## Data shown
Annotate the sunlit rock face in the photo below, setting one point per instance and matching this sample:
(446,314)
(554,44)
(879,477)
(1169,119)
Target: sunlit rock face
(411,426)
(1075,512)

## Assigned task
Taking the listing above, write all of it out exactly.

## Task output
Annotate the sunlit rock face in the photo below, setting one point per instance and matching this sample:
(446,314)
(554,44)
(879,477)
(1169,119)
Target: sunlit rock face
(411,426)
(1075,512)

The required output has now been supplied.